## Task details
Reproduce, word for word, the lines of the listing that begin with the line containing "Find the white window" and continue through the end of the listing.

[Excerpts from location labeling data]
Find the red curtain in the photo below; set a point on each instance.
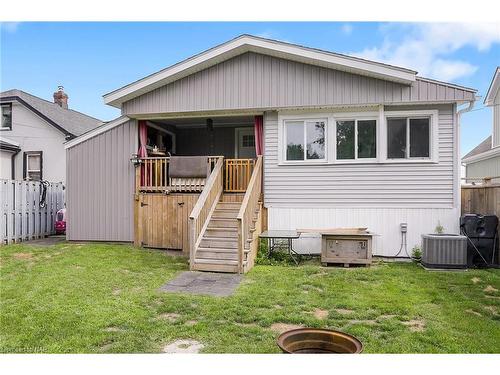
(143, 152)
(258, 128)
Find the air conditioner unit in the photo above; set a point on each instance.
(447, 251)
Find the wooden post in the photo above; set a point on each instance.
(137, 210)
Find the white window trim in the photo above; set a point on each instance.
(433, 133)
(356, 117)
(282, 138)
(379, 116)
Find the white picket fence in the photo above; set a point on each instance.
(22, 218)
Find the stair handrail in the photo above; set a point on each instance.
(204, 207)
(248, 208)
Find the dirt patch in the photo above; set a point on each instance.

## Correct answer
Find the white window trim in the photo above; set a point on each instance.
(433, 133)
(356, 117)
(282, 138)
(379, 116)
Find the white picket fence in the photo above; set a point on each instance.
(22, 218)
Find the stair handrail in the photo above; set a point on each instance.
(204, 207)
(248, 208)
Find the dirt patch in the photo above; set a point on each instance.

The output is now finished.